##### Recorded information

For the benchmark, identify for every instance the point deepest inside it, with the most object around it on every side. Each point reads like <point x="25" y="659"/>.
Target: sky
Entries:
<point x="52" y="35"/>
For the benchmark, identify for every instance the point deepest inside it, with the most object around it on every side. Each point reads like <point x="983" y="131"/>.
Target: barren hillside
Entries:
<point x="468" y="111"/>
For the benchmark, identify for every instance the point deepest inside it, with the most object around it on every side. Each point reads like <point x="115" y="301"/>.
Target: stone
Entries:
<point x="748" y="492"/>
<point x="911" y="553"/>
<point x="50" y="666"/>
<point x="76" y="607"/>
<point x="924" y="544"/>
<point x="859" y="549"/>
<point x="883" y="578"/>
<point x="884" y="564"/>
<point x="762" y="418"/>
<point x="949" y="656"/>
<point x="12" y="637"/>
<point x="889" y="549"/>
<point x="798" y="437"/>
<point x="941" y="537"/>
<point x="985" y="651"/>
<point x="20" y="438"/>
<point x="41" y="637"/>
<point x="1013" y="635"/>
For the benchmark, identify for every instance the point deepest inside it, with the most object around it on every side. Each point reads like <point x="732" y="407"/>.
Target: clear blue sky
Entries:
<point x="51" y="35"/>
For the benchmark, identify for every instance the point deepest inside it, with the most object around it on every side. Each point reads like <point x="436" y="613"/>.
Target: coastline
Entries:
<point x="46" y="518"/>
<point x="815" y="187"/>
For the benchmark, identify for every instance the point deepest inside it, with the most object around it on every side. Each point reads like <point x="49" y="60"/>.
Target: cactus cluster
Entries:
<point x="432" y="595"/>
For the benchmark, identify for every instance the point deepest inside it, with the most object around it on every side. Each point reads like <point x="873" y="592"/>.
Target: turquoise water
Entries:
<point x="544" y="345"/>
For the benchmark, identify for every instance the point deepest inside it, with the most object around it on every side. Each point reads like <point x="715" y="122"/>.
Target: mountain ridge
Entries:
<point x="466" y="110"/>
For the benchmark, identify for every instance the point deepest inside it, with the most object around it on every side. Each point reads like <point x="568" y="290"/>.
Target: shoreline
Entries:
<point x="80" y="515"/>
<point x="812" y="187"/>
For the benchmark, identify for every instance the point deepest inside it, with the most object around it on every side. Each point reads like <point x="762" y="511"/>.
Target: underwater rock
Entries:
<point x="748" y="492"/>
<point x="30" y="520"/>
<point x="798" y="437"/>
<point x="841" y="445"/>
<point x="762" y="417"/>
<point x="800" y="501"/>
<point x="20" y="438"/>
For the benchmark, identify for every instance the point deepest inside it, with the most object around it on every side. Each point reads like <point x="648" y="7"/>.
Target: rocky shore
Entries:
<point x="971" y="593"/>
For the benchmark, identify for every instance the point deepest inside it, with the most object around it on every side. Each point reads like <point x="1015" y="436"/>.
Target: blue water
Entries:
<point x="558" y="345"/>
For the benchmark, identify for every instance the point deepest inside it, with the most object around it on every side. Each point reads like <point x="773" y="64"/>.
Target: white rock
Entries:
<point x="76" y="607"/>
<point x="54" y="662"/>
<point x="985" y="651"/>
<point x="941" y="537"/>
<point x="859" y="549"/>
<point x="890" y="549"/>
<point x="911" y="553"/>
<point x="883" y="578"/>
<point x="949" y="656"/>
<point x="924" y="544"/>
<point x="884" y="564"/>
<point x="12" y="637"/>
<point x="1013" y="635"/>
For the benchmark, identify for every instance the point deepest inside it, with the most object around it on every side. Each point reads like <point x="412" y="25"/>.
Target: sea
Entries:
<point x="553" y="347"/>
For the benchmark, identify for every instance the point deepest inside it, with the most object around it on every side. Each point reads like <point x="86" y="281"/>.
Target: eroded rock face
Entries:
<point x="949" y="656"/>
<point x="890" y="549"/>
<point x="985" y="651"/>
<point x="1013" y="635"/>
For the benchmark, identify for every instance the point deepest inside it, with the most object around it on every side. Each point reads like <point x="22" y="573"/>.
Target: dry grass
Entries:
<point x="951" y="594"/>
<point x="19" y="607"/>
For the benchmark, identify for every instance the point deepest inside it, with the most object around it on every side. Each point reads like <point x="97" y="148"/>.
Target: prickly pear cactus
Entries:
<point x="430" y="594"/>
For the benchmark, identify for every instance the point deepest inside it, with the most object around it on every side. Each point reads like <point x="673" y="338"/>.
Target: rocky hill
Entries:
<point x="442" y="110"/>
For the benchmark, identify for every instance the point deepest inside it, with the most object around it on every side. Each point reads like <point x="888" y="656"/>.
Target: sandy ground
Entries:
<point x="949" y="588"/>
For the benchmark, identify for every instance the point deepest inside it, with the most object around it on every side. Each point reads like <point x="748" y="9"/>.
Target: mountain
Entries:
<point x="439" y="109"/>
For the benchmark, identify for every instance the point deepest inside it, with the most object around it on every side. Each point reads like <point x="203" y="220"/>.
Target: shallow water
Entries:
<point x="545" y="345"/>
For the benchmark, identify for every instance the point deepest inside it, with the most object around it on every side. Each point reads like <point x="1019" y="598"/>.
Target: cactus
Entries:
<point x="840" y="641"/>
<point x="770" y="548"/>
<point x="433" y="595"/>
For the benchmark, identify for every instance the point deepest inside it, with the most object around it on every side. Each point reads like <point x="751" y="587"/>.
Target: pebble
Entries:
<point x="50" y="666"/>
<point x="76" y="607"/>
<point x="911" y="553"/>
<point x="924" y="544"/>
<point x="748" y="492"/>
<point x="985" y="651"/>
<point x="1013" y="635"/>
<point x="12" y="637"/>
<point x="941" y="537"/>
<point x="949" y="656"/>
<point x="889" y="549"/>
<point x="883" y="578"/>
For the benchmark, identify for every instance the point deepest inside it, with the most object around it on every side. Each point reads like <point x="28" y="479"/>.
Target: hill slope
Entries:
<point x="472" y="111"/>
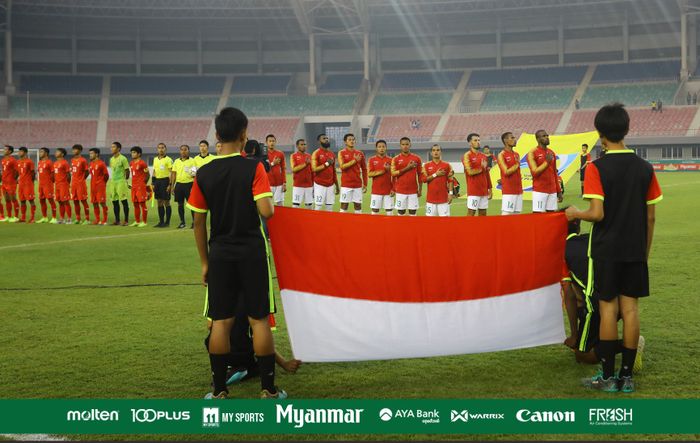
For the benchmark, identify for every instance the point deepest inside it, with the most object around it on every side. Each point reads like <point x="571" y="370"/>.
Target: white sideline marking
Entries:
<point x="34" y="437"/>
<point x="73" y="240"/>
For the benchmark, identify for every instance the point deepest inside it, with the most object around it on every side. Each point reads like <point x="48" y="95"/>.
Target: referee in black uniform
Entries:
<point x="234" y="261"/>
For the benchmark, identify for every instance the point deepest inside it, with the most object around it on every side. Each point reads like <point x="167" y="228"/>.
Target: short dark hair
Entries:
<point x="612" y="122"/>
<point x="230" y="123"/>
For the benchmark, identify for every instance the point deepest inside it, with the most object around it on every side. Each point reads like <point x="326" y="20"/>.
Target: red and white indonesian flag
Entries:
<point x="361" y="287"/>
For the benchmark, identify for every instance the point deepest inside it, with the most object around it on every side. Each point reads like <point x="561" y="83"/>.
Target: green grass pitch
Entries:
<point x="98" y="338"/>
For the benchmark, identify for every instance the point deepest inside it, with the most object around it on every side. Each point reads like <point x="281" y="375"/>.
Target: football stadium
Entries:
<point x="421" y="172"/>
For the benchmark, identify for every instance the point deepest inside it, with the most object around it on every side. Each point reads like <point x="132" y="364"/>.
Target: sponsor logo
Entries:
<point x="465" y="416"/>
<point x="610" y="416"/>
<point x="92" y="415"/>
<point x="302" y="417"/>
<point x="210" y="417"/>
<point x="151" y="415"/>
<point x="526" y="415"/>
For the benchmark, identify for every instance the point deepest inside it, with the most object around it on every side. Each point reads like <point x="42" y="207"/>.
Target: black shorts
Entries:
<point x="160" y="188"/>
<point x="182" y="192"/>
<point x="612" y="279"/>
<point x="246" y="280"/>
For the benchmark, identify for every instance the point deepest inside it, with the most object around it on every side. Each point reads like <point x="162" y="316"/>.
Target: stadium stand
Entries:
<point x="43" y="107"/>
<point x="673" y="120"/>
<point x="527" y="99"/>
<point x="341" y="83"/>
<point x="61" y="84"/>
<point x="261" y="84"/>
<point x="282" y="105"/>
<point x="162" y="107"/>
<point x="416" y="81"/>
<point x="493" y="125"/>
<point x="152" y="132"/>
<point x="491" y="78"/>
<point x="283" y="128"/>
<point x="641" y="71"/>
<point x="412" y="103"/>
<point x="630" y="95"/>
<point x="128" y="85"/>
<point x="392" y="128"/>
<point x="50" y="133"/>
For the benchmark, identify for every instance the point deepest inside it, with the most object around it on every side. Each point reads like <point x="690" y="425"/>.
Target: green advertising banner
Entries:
<point x="349" y="416"/>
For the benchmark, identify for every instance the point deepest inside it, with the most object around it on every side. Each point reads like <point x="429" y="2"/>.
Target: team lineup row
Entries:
<point x="396" y="182"/>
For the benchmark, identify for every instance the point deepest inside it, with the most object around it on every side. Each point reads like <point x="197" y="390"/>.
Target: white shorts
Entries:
<point x="542" y="202"/>
<point x="512" y="203"/>
<point x="382" y="202"/>
<point x="302" y="195"/>
<point x="475" y="202"/>
<point x="441" y="209"/>
<point x="348" y="195"/>
<point x="277" y="194"/>
<point x="324" y="195"/>
<point x="406" y="201"/>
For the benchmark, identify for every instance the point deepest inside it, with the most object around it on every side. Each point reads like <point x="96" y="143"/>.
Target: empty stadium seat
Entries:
<point x="416" y="81"/>
<point x="61" y="84"/>
<point x="643" y="122"/>
<point x="621" y="72"/>
<point x="527" y="99"/>
<point x="43" y="107"/>
<point x="630" y="95"/>
<point x="413" y="103"/>
<point x="261" y="84"/>
<point x="493" y="125"/>
<point x="568" y="75"/>
<point x="49" y="133"/>
<point x="130" y="85"/>
<point x="162" y="107"/>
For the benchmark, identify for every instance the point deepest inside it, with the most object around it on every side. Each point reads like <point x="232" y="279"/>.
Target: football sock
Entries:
<point x="266" y="363"/>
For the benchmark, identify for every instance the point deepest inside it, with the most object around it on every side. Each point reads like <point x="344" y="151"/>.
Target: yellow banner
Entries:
<point x="567" y="148"/>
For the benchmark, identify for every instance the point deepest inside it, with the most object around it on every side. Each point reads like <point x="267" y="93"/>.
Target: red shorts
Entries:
<point x="26" y="192"/>
<point x="98" y="194"/>
<point x="139" y="195"/>
<point x="78" y="190"/>
<point x="45" y="191"/>
<point x="62" y="192"/>
<point x="10" y="189"/>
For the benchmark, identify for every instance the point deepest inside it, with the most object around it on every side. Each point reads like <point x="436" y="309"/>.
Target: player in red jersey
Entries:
<point x="511" y="182"/>
<point x="27" y="175"/>
<point x="325" y="178"/>
<point x="98" y="186"/>
<point x="353" y="174"/>
<point x="379" y="167"/>
<point x="278" y="170"/>
<point x="440" y="193"/>
<point x="10" y="173"/>
<point x="45" y="169"/>
<point x="62" y="177"/>
<point x="139" y="191"/>
<point x="303" y="189"/>
<point x="78" y="187"/>
<point x="478" y="178"/>
<point x="406" y="167"/>
<point x="546" y="191"/>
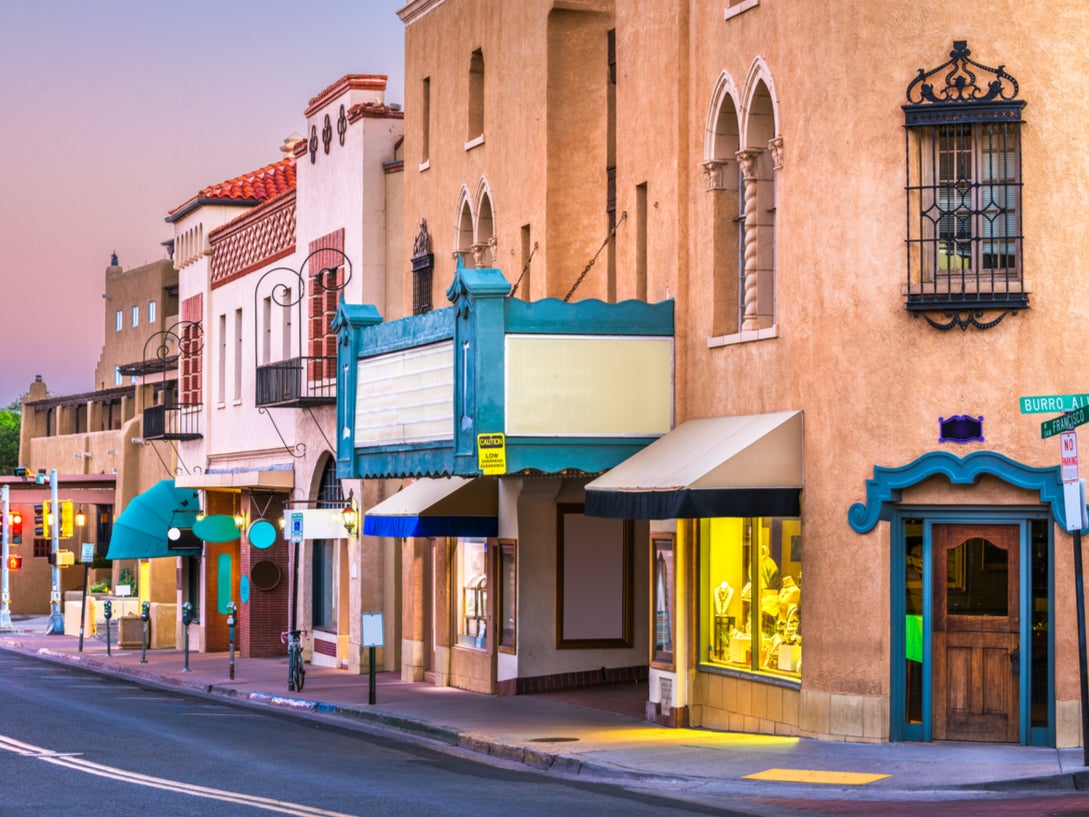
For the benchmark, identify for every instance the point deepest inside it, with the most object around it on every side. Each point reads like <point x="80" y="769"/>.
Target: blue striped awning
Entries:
<point x="438" y="507"/>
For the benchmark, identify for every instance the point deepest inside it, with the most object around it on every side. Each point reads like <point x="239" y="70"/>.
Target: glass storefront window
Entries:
<point x="472" y="589"/>
<point x="750" y="597"/>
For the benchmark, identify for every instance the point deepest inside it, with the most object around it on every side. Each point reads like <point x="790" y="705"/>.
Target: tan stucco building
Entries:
<point x="867" y="264"/>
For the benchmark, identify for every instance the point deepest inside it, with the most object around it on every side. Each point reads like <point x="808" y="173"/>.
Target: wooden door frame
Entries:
<point x="900" y="730"/>
<point x="945" y="629"/>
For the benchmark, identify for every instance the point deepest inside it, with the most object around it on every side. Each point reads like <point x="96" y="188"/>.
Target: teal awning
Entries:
<point x="141" y="529"/>
<point x="219" y="527"/>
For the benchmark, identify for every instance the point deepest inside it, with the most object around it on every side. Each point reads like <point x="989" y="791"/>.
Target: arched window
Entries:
<point x="760" y="159"/>
<point x="322" y="573"/>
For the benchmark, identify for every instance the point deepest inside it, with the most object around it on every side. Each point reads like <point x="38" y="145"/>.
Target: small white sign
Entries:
<point x="1074" y="501"/>
<point x="1068" y="451"/>
<point x="371" y="630"/>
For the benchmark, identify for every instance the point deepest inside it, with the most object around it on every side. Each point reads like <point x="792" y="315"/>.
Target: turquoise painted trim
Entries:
<point x="588" y="317"/>
<point x="349" y="324"/>
<point x="884" y="489"/>
<point x="224" y="582"/>
<point x="411" y="332"/>
<point x="943" y="515"/>
<point x="478" y="320"/>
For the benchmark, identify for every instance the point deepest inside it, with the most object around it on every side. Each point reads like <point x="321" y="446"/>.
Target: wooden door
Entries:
<point x="976" y="626"/>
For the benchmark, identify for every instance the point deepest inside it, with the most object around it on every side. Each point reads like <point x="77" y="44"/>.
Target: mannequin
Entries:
<point x="723" y="595"/>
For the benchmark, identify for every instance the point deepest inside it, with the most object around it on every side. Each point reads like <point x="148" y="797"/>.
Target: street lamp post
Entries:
<point x="56" y="618"/>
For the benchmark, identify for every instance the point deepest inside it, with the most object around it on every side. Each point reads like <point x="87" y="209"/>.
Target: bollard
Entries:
<point x="186" y="620"/>
<point x="230" y="623"/>
<point x="145" y="613"/>
<point x="107" y="613"/>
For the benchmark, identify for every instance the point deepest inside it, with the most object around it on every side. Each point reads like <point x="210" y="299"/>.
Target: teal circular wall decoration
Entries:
<point x="261" y="534"/>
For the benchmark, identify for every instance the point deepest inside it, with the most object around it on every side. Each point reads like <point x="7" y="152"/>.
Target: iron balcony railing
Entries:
<point x="173" y="422"/>
<point x="297" y="382"/>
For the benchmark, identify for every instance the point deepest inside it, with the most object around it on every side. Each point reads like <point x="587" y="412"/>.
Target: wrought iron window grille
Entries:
<point x="965" y="265"/>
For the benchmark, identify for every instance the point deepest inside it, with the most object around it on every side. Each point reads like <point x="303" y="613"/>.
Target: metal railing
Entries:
<point x="173" y="422"/>
<point x="297" y="382"/>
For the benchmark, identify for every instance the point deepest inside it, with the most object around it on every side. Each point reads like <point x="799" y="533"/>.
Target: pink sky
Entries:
<point x="120" y="110"/>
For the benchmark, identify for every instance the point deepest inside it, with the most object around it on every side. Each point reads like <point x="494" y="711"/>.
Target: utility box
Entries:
<point x="131" y="631"/>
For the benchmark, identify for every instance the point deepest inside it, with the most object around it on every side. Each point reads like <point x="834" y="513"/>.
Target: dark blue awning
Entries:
<point x="442" y="507"/>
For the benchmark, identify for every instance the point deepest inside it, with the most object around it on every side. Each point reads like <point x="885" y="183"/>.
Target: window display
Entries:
<point x="472" y="583"/>
<point x="751" y="623"/>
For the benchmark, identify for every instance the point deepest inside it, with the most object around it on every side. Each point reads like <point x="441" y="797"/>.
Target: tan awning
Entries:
<point x="440" y="507"/>
<point x="282" y="479"/>
<point x="748" y="465"/>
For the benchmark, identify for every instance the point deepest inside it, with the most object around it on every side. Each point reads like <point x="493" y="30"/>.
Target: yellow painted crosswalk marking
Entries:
<point x="815" y="776"/>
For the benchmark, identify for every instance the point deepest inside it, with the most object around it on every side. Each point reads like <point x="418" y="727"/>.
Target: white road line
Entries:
<point x="76" y="764"/>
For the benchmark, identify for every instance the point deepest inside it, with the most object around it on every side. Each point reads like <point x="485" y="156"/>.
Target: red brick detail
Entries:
<point x="260" y="236"/>
<point x="190" y="351"/>
<point x="323" y="296"/>
<point x="266" y="616"/>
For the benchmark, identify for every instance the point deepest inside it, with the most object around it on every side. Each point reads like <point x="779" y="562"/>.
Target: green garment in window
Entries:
<point x="913" y="644"/>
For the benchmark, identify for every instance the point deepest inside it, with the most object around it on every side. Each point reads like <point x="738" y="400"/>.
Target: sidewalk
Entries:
<point x="570" y="734"/>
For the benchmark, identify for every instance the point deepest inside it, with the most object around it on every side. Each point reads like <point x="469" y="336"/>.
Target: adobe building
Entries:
<point x="849" y="527"/>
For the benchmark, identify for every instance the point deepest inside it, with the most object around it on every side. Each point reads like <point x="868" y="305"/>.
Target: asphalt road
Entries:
<point x="74" y="743"/>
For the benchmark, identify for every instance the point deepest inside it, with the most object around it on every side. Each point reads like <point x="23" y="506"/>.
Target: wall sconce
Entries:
<point x="351" y="515"/>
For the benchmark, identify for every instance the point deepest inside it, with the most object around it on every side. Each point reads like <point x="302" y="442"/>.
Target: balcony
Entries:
<point x="173" y="422"/>
<point x="297" y="382"/>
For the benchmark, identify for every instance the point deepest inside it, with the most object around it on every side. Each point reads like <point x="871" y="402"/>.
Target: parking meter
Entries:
<point x="186" y="620"/>
<point x="231" y="609"/>
<point x="107" y="613"/>
<point x="145" y="613"/>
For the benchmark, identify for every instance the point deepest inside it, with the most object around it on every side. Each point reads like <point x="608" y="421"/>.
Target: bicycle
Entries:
<point x="296" y="672"/>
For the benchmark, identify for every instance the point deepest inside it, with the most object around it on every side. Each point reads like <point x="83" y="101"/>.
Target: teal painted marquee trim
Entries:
<point x="479" y="318"/>
<point x="884" y="489"/>
<point x="588" y="317"/>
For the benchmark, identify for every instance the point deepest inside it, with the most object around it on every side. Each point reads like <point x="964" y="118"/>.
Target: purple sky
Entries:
<point x="119" y="111"/>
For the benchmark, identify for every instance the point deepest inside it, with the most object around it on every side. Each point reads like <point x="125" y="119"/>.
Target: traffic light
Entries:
<point x="66" y="519"/>
<point x="41" y="520"/>
<point x="62" y="558"/>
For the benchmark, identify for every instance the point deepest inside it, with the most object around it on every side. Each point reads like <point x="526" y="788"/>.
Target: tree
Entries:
<point x="11" y="423"/>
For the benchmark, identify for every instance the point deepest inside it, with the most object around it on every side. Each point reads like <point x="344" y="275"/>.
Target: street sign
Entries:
<point x="1052" y="403"/>
<point x="1068" y="421"/>
<point x="1068" y="452"/>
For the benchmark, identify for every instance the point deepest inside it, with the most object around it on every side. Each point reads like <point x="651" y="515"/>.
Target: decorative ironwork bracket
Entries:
<point x="298" y="450"/>
<point x="964" y="318"/>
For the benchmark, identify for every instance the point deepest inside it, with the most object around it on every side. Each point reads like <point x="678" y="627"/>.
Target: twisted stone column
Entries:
<point x="748" y="160"/>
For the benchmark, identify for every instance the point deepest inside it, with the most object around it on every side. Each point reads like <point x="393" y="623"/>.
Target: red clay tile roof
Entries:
<point x="256" y="186"/>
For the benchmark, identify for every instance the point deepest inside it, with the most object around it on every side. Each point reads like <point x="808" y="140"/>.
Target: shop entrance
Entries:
<point x="976" y="632"/>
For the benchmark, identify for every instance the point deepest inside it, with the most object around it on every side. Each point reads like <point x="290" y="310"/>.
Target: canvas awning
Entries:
<point x="746" y="465"/>
<point x="438" y="507"/>
<point x="141" y="532"/>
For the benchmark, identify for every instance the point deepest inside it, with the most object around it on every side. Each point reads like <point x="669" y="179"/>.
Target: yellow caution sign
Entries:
<point x="491" y="453"/>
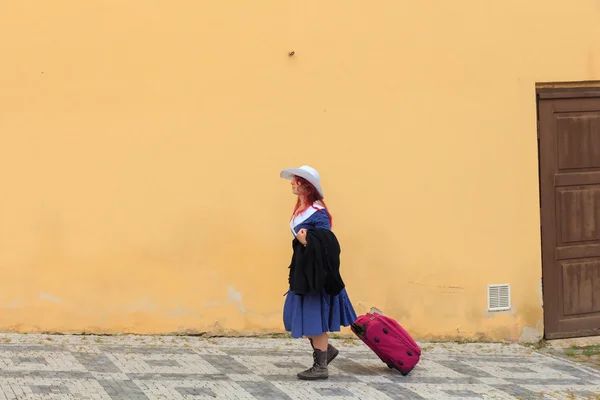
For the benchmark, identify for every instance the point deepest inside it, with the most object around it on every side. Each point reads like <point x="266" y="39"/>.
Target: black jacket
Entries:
<point x="316" y="267"/>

##########

**What you should do**
Which lines in the records above contain the string "black"? List each of those lines in full, treating capital and lowercase letters as distinct.

**Task solution**
Target: referee in black uniform
Target: black shorts
Target: black jacket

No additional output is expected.